SHORT TASK: Pull out every line of the records below that contains the word "tennis".

DATA ENTRIES:
————————
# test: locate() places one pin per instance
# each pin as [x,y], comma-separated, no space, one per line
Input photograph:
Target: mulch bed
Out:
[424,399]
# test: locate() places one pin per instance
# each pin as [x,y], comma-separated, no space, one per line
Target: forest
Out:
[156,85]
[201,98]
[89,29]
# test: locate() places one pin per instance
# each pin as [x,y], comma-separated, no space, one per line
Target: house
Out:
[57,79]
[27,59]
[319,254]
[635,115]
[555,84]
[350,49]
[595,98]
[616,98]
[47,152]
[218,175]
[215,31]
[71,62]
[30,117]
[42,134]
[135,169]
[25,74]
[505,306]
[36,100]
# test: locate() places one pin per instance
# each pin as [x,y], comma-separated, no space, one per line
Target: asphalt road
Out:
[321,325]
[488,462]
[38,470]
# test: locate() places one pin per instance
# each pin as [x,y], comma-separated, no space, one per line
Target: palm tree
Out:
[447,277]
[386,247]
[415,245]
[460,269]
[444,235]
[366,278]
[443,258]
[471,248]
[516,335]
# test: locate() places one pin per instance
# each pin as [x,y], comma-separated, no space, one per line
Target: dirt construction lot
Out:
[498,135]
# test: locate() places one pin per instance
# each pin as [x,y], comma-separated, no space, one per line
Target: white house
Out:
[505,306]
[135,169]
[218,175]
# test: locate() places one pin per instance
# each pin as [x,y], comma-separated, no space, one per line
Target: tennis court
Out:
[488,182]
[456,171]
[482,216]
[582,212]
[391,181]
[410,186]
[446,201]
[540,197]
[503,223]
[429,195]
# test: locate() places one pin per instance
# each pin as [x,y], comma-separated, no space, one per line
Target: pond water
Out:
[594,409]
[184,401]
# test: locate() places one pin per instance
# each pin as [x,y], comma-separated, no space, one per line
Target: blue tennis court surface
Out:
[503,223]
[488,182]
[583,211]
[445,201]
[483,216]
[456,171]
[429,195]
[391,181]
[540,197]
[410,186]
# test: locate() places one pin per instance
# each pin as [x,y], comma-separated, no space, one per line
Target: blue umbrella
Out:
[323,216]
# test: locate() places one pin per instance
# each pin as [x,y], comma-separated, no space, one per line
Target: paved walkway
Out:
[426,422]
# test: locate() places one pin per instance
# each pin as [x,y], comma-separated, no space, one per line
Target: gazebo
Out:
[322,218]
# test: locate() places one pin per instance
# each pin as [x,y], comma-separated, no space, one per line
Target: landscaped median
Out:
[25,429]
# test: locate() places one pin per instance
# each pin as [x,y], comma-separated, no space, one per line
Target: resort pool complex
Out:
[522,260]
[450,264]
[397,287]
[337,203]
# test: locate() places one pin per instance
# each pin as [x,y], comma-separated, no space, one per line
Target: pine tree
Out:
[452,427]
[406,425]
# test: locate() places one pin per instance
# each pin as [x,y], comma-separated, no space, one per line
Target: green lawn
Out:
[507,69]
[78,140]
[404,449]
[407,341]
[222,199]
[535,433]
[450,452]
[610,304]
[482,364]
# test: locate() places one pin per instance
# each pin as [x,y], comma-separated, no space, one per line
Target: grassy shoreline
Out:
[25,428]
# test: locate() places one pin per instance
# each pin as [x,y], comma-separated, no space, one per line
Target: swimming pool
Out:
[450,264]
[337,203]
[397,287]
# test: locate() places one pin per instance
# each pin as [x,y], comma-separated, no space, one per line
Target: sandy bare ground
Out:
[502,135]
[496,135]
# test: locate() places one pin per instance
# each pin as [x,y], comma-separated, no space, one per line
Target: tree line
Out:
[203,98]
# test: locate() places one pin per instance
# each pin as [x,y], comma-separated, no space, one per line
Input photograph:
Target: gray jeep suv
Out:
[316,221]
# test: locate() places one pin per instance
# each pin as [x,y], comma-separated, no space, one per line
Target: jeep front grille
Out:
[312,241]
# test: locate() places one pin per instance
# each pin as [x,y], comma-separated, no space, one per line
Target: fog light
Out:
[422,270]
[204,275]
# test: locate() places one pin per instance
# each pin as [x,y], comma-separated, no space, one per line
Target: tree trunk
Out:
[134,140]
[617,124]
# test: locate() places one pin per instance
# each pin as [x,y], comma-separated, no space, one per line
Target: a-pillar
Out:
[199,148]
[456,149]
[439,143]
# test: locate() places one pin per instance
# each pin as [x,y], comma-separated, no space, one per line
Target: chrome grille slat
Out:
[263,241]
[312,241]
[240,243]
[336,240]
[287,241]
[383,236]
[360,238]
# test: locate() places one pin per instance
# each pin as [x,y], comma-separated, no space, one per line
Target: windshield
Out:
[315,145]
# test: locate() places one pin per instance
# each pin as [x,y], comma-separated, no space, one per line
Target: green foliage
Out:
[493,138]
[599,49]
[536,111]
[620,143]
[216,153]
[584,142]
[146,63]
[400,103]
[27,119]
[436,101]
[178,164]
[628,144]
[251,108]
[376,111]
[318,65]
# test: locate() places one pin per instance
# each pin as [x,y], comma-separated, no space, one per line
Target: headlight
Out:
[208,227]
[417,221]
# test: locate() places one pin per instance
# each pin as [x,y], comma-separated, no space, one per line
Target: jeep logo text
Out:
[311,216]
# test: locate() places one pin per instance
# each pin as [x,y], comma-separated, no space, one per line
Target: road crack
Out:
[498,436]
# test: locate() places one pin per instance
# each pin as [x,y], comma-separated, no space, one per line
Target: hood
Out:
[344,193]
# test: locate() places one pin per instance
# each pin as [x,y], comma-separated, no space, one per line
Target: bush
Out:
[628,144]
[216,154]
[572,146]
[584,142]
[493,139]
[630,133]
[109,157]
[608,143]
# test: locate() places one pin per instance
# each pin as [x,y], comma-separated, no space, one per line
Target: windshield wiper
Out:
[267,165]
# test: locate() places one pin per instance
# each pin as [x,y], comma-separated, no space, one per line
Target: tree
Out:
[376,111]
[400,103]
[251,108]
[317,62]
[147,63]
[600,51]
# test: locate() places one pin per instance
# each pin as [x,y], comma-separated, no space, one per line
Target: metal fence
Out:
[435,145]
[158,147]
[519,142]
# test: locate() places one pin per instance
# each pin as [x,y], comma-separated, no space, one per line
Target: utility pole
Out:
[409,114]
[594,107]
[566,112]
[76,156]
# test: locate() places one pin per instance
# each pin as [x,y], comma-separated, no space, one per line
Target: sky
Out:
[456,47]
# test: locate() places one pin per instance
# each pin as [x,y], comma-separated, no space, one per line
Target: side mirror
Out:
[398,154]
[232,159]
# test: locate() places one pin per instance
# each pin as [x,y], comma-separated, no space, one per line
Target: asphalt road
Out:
————————
WORKED ANSWER:
Target: tennis court
Target: blue tennis court surface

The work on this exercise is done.